### Problem statement
Rewrite the rows between the line holding "Provide the location of each instance of the purple" and the line holding "Target: purple flower", inclusive, so that "purple" becomes "white" and nothing else changes. Return only those rows.

### Records for the exercise
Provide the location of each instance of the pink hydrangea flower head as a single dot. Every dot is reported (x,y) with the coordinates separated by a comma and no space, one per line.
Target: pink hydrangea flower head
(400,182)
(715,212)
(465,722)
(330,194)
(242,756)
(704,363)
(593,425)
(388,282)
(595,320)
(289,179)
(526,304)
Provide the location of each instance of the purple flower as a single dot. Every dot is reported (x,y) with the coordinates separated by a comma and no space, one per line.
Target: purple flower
---
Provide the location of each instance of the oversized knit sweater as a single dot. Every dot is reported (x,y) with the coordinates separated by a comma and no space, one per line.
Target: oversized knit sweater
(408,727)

### Finished exercise
Provide the location of each instance of the white flower as a single dot. Every dot is reported (x,y) with the coordinates separated by a comma and no space, one per line.
Target: white flower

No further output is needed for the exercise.